Problem: When you reach the records below, output every one exactly as written but leave out any pictures.

(Referring expression data)

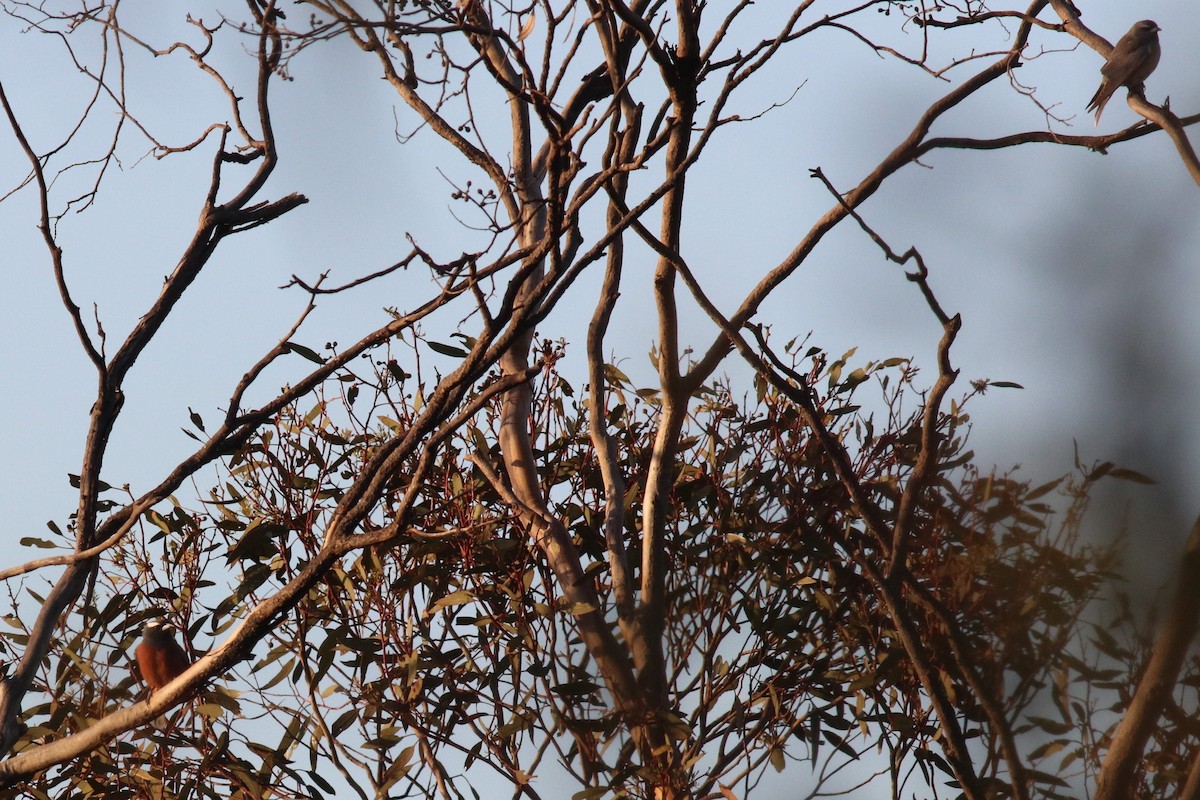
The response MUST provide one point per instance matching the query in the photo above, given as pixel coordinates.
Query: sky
(1075, 272)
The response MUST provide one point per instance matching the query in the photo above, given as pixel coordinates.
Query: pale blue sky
(1074, 271)
(1075, 274)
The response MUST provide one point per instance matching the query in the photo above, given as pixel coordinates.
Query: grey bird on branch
(1129, 64)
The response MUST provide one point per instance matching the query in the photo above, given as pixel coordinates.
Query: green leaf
(299, 349)
(1133, 476)
(448, 349)
(31, 541)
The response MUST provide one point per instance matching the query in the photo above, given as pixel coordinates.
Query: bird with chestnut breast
(160, 657)
(1129, 64)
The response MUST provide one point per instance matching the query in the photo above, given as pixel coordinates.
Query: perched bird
(160, 657)
(1129, 64)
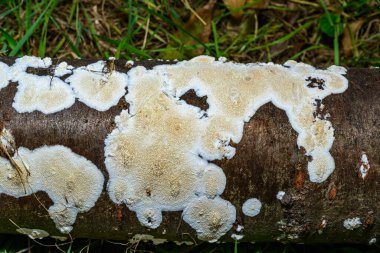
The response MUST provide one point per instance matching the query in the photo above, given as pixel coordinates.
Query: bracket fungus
(72, 182)
(159, 155)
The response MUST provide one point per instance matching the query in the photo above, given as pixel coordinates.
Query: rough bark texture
(267, 161)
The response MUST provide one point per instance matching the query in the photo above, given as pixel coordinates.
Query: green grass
(321, 33)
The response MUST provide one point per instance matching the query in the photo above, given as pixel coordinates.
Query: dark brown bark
(267, 161)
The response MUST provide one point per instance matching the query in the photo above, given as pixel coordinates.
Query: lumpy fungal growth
(33, 233)
(158, 155)
(211, 218)
(98, 86)
(251, 207)
(4, 75)
(352, 223)
(47, 94)
(72, 182)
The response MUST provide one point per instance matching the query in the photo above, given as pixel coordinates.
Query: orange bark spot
(332, 193)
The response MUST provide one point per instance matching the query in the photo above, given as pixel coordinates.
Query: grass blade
(29, 32)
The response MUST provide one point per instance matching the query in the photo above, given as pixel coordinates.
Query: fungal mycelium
(158, 156)
(72, 182)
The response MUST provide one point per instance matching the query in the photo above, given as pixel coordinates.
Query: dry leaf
(232, 5)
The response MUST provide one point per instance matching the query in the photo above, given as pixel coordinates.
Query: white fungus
(237, 237)
(158, 155)
(4, 75)
(211, 218)
(98, 87)
(280, 195)
(352, 223)
(364, 167)
(251, 207)
(47, 94)
(63, 69)
(33, 233)
(239, 228)
(72, 182)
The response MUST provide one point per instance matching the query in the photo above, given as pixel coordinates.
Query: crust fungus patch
(352, 223)
(33, 233)
(251, 207)
(211, 218)
(157, 157)
(71, 181)
(47, 94)
(4, 75)
(97, 85)
(364, 166)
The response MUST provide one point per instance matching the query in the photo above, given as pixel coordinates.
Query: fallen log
(196, 150)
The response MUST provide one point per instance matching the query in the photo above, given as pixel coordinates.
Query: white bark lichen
(72, 182)
(280, 195)
(47, 94)
(352, 223)
(157, 157)
(98, 87)
(364, 166)
(4, 75)
(252, 207)
(33, 233)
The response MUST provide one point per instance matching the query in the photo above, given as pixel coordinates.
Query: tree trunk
(267, 161)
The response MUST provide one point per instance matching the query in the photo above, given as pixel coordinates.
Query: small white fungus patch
(72, 182)
(7, 141)
(251, 207)
(211, 218)
(239, 228)
(98, 87)
(33, 233)
(4, 75)
(158, 155)
(352, 223)
(47, 94)
(364, 167)
(280, 195)
(63, 69)
(145, 238)
(237, 237)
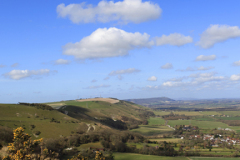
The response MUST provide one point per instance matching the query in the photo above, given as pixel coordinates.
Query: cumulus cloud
(206, 58)
(149, 87)
(124, 11)
(20, 74)
(204, 68)
(99, 86)
(174, 39)
(167, 66)
(106, 78)
(1, 66)
(124, 71)
(62, 61)
(237, 63)
(15, 65)
(153, 78)
(120, 77)
(194, 80)
(217, 33)
(187, 69)
(105, 42)
(235, 77)
(94, 80)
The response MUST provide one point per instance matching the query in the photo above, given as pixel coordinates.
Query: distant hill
(151, 101)
(56, 119)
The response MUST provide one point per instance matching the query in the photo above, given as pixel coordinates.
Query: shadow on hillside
(80, 113)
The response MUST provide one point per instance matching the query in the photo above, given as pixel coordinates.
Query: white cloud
(167, 66)
(100, 86)
(62, 61)
(15, 65)
(105, 42)
(120, 77)
(237, 63)
(124, 71)
(235, 77)
(149, 87)
(204, 68)
(194, 80)
(124, 11)
(19, 74)
(174, 39)
(153, 78)
(187, 69)
(94, 80)
(206, 58)
(1, 66)
(217, 33)
(106, 78)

Exercise response:
The response MUST provide one point per instance matching the query in the photo above, given as pixel coordinates.
Query: sky
(1075, 272)
The response MUST provide one point per instance matching the query in the photo above, given as pixel coordinates.
Query: pale blue sky
(1074, 271)
(1075, 274)
The response MUST provide one point per instance matching the query in the photo above, given as pixel coordinates.
Query: grey bird on branch
(1129, 64)
The response MUST provide one point per instance matching the query in the photo above, given as pixel coordinates.
Query: green leaf
(299, 349)
(1133, 476)
(448, 349)
(31, 541)
The response MUST provide one point per instance matching the query in the photo above, given as pixel coordinates.
Query: bird with chestnut breast
(160, 657)
(1129, 64)
The response MUST provide one point per instance matching the query in the photo above, given as pixel coordinates.
Query: perched bird
(160, 657)
(1129, 64)
The response MUST provide one point per instance matching the query in the photo above, given as pixel coordinates.
Query: bracket fungus
(72, 182)
(159, 155)
The response MUST provide one point per instance matching the query in the photo above, given as pixel coordinates.
Query: rough bark texture
(267, 161)
The response MUST provide one point per instance matching the query in the photo above, given as pixel coordinates.
Query: green grass
(321, 33)
The response MUST provide one point per instance matching the query in the photo above, given as pixel coordinates.
Query: dark brown bark
(267, 161)
The response MUST provide one point per instance matching the query in the photo above, given as pixel coordinates.
Query: lumpy fungal growth
(33, 233)
(158, 155)
(211, 218)
(98, 86)
(251, 207)
(4, 75)
(352, 223)
(47, 94)
(72, 182)
The response MUST provide one point per instance matching the query in the photo above, given as pixel coordinates.
Query: orange bark spot
(332, 193)
The response MUST provide one point per instance matching the query in the photo above, given as pixel coordinates.
Query: grass blade
(29, 32)
The response MUST provide one point per instance matching the query in the photo above, given as pixel coordinates.
Query: fungal mycelium
(158, 156)
(72, 182)
The response MUST provide one point per instance matching the query in the photo above, given as pixel coordinates.
Query: dry leaf
(232, 5)
The response MUST provide one point per instance matching the query in the photo above, given as pixel coordinates.
Query: white fungus
(237, 237)
(158, 155)
(4, 75)
(211, 218)
(98, 87)
(280, 195)
(352, 223)
(364, 167)
(251, 207)
(47, 94)
(63, 69)
(33, 233)
(239, 228)
(72, 182)
The response MUST provide one point per instance matching the query in the photo above, given as pixel coordinates.
Query: crust fungus patch
(352, 223)
(33, 233)
(251, 207)
(211, 218)
(157, 157)
(71, 181)
(47, 94)
(4, 75)
(97, 85)
(364, 166)
The response MUST provide one point per instance matching the query in the photo above, given as pixel coordinates.
Query: fallen log
(196, 150)
The response MUST provide one point per instance matching the query in the photo above, given as pixel coordinates.
Query: white bark lichen
(72, 182)
(280, 195)
(47, 94)
(352, 223)
(157, 157)
(98, 87)
(364, 166)
(4, 75)
(252, 207)
(33, 233)
The response MUST provide one point per instance matching the query in the photo above, given as pixel coordinates.
Query: tree trunk
(267, 161)
The response MUST provide one point per instance matching the query in the photo above, given as pixel coordinates.
Query: small white fungus patch
(72, 182)
(7, 141)
(251, 207)
(211, 218)
(239, 228)
(98, 87)
(33, 233)
(4, 75)
(158, 155)
(352, 223)
(47, 94)
(364, 167)
(280, 195)
(63, 69)
(145, 238)
(237, 237)
The response MUST provide one point per instance matching the query in the photo above, given as pixel coordinates.
Query: cumulus cloud
(206, 58)
(149, 87)
(124, 11)
(20, 74)
(204, 68)
(99, 86)
(174, 39)
(167, 66)
(106, 78)
(1, 66)
(124, 71)
(62, 61)
(237, 63)
(15, 65)
(153, 78)
(120, 77)
(194, 80)
(217, 33)
(187, 69)
(105, 42)
(235, 77)
(94, 80)
The response MUST provide one point per instance matching the query in the photo above, given as pixel coordinates.
Query: distant hill
(151, 101)
(56, 119)
The response MUST provide one point per instance matching the query in the photo above, given as pixel coordinates.
Query: shadow on hillside
(80, 113)
The response MUST provide one point per instance matching the query in the photo above, given as pixel coordinates.
Query: white cloud
(167, 66)
(100, 86)
(62, 61)
(15, 65)
(105, 42)
(120, 77)
(237, 63)
(124, 71)
(235, 77)
(149, 87)
(204, 68)
(194, 80)
(124, 11)
(19, 74)
(174, 39)
(153, 78)
(187, 69)
(94, 80)
(206, 58)
(1, 66)
(217, 33)
(106, 78)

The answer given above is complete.